[Dataset items]
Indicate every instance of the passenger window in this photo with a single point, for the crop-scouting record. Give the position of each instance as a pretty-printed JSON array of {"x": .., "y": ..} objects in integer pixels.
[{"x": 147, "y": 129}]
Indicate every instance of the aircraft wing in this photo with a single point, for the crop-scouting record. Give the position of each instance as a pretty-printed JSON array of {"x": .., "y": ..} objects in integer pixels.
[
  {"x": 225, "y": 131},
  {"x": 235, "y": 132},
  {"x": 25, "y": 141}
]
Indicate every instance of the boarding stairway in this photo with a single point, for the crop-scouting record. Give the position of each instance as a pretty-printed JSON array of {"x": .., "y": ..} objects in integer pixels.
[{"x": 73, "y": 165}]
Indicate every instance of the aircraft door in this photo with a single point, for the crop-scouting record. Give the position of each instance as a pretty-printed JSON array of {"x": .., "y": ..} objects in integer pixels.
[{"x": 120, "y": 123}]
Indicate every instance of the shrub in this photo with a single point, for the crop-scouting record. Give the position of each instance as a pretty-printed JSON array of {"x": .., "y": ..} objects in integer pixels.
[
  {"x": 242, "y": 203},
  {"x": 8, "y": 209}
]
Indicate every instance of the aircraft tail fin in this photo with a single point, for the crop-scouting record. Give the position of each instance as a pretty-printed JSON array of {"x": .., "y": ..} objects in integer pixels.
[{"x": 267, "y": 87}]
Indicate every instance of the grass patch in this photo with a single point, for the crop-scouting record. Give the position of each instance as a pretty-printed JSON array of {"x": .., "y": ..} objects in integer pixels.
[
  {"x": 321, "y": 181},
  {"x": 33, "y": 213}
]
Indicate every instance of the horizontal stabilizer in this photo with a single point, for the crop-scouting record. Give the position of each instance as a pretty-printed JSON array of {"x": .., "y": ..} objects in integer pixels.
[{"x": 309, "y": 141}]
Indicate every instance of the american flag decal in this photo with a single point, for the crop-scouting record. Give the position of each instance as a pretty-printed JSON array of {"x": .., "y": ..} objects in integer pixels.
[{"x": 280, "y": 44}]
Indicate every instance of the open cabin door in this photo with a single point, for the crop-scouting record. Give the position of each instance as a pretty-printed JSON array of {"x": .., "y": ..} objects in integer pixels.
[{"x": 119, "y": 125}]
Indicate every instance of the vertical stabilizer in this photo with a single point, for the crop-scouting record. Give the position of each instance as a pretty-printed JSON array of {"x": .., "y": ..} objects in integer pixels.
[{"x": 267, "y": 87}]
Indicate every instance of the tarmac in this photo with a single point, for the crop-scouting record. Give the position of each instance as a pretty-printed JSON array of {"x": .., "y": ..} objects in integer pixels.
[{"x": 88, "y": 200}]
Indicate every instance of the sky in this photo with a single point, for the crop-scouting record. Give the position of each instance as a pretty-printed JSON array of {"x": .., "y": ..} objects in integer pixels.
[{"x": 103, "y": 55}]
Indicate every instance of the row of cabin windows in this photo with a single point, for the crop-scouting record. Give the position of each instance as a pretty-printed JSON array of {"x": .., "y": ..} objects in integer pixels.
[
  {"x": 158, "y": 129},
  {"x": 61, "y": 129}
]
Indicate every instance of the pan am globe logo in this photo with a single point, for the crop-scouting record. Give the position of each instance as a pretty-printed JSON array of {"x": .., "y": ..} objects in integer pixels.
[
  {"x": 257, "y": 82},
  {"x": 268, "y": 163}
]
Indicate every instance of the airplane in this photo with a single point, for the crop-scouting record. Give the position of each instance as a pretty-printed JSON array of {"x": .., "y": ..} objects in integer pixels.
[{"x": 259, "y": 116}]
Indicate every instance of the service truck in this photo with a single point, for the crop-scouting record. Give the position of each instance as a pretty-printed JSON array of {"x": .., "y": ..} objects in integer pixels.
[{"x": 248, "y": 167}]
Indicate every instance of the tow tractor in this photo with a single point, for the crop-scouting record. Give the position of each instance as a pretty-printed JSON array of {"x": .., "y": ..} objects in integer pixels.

[Task statement] In full and verbatim, transcribe the data.

[Your response]
Indicate every instance of the passenger window in this photo with a single point, for the crop-scouting record. Give the position of each instance as a pretty-printed JSON array of {"x": .., "y": ..} objects in integer pixels.
[{"x": 147, "y": 129}]
Indicate every instance of the aircraft wing in this photo with a single point, for the crop-scouting record. Give the position of each instance as a pretty-printed JSON array of {"x": .., "y": ..} objects in integer pixels.
[
  {"x": 225, "y": 131},
  {"x": 235, "y": 132},
  {"x": 25, "y": 141}
]
Indicate every instance of the boarding stairway in this photo with a single point, for the crop-scouting record. Give the position of each instance as a pretty-printed JSON array of {"x": .., "y": ..} objects in integer pixels.
[{"x": 73, "y": 165}]
Indicate every instance of the aircraft door in this photo with a single point, for the crop-scouting record. Give the position of each instance as a pretty-printed JSON array of {"x": .., "y": ..} objects in integer pixels.
[{"x": 120, "y": 123}]
Indicate every instance of the shrub in this photo with a single point, for the crop-scouting record. Give the position of each instance as a pretty-printed JSON array of {"x": .., "y": ..} objects in integer pixels.
[
  {"x": 242, "y": 203},
  {"x": 8, "y": 209}
]
Indicate every instance of the aircraft tail fin in this photo with a single point, for the crop-scouting record. Give the position of each instance as a pretty-printed JSON array of {"x": .., "y": ..} objects in integer pixels.
[{"x": 267, "y": 87}]
Indicate every instance of the grass patch in this photo with a single point, for the crop-scouting record. Give the position of each instance as a pretty-printed JSON array of {"x": .., "y": ..} objects in integer pixels.
[
  {"x": 321, "y": 181},
  {"x": 33, "y": 213}
]
Indicate every instance of the horizontal stabilizer in this photo with a single point, for the crop-scouting record. Give the position of each instance as a pretty-printed JSON array of {"x": .., "y": ..} objects in integer pixels.
[{"x": 309, "y": 141}]
Indicate every instance of the american flag decal in this photo with a single point, for the crop-scouting record. Give the position of each instance as a pretty-printed JSON array of {"x": .., "y": ..} objects in integer pixels.
[{"x": 280, "y": 44}]
Indicate every instance of the open cabin door in this photo with a single point, for the crop-scouting record. Give the position of each instance as a pretty-printed JSON array of {"x": .., "y": ..} objects in integer pixels.
[{"x": 119, "y": 125}]
Indicate every instance of the vertical stabilizer in this photo with a single point, for the crop-scouting record. Give the position of each instance as a pretty-printed JSON array of {"x": .., "y": ..} objects in integer pixels.
[{"x": 267, "y": 87}]
Indicate every instance of the tarmac in this photo with a single point, for the crop-scouting record. Give the position of each instance as a pretty-printed JSON array of {"x": .., "y": ..} objects in integer pixels.
[{"x": 88, "y": 200}]
Indicate every instance of the sky in this photo with a single point, for the crop-scouting record. Give the position of each instance as a pretty-printed JSON array of {"x": .., "y": ..} objects in integer pixels.
[{"x": 103, "y": 55}]
Indicate every instance of the row of cabin windows in this photo with a single point, for the crop-scouting record. Give the position of each instance as a pretty-printed JSON array of {"x": .., "y": ..} objects in integer pixels.
[
  {"x": 158, "y": 129},
  {"x": 61, "y": 129}
]
Indicate every instance of the pan am globe logo in this photo with a single point, for the crop-scouting record. Give the position of each instance as a pretty-printed JSON array of {"x": .., "y": ..} objects in integer pixels.
[
  {"x": 257, "y": 82},
  {"x": 268, "y": 163}
]
Indicate every instance of the airplane in this photo with a single point, for the crop-scouting record. Give the position of each instance as a pretty-printed JSON array of {"x": .., "y": ..} objects in integer pixels.
[{"x": 259, "y": 116}]
Indicate every instance of the service truck in this photo with a single point, for the crop-scouting record. Give the position of each instance as a pretty-printed JSON array of {"x": .., "y": ..} objects in integer pixels.
[{"x": 248, "y": 167}]
Indicate every instance of the tow tractor in this photo with a single point, for the crop-scouting record. Give the position of each instance as a pretty-printed JSON array of {"x": .., "y": ..} objects in integer pixels.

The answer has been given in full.